YOUR INSTRUCTIONS: The lines to copy are those in the listing that hold the word "stainless".

##############################

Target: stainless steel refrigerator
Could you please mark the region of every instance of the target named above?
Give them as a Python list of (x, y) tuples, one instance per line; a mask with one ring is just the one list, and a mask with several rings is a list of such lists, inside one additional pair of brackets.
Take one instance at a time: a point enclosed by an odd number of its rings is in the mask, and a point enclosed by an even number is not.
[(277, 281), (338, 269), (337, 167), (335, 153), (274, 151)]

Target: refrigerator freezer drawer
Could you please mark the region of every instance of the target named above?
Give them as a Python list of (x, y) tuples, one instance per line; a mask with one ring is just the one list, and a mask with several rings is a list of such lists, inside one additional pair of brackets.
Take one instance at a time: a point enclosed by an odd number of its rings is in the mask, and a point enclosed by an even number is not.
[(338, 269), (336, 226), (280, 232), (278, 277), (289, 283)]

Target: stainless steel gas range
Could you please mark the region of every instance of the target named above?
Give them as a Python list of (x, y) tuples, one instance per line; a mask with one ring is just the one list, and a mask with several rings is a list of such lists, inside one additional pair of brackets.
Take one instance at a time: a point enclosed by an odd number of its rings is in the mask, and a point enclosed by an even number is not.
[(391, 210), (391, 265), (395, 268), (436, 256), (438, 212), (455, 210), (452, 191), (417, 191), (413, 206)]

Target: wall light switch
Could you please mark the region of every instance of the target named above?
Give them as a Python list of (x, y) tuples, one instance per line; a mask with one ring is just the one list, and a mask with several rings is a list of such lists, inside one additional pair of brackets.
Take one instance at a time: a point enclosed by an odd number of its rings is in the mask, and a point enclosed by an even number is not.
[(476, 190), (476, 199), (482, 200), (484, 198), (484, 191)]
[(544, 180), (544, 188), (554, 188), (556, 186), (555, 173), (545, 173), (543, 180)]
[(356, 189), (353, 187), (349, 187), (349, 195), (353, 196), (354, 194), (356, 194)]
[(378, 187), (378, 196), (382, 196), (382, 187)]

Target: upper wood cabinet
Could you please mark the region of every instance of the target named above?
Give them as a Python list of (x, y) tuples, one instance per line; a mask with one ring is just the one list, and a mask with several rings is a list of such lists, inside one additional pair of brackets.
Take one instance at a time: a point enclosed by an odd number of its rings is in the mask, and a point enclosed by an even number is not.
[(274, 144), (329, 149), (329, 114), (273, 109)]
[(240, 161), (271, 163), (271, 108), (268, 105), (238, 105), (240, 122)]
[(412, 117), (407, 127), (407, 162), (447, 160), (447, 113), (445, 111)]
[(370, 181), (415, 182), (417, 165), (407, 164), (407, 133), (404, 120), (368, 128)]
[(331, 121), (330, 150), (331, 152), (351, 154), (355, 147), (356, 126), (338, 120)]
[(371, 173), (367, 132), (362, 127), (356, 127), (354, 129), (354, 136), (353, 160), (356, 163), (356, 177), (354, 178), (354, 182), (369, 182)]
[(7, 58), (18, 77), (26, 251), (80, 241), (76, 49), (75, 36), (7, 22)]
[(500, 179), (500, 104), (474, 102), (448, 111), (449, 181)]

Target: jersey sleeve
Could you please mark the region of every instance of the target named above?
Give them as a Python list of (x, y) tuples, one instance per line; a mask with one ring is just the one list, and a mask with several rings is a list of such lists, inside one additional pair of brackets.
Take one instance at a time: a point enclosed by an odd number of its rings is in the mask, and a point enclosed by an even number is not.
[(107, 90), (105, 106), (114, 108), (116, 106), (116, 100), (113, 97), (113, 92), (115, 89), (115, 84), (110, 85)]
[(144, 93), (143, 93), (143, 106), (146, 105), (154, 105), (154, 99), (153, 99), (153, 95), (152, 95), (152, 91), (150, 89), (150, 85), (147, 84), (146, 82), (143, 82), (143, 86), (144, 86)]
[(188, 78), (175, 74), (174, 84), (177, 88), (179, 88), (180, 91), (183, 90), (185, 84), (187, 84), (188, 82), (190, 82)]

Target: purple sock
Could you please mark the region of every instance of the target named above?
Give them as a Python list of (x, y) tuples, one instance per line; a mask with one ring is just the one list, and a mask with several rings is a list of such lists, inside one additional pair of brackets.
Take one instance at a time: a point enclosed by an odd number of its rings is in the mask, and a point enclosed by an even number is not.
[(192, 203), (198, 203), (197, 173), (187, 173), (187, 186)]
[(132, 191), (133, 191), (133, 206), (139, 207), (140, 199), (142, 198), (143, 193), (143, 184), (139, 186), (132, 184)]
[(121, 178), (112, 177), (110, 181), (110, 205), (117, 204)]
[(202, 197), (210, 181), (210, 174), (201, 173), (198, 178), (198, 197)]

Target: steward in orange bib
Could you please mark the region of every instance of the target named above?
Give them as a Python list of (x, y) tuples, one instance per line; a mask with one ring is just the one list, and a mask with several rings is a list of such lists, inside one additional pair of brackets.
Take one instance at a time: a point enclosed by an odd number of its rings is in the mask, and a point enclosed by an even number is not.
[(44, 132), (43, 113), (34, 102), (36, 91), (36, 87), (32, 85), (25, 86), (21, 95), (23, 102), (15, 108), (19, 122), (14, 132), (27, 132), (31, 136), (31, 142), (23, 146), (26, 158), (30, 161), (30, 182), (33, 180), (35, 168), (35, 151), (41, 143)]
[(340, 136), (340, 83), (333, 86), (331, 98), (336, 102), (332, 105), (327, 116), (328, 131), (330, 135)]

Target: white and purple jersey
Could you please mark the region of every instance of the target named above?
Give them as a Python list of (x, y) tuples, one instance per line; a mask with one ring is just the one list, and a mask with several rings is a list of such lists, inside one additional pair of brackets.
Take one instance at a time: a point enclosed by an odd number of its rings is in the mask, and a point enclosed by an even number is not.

##############################

PROBLEM SOLUTION:
Target: stainless steel refrigerator
Target: stainless steel gas range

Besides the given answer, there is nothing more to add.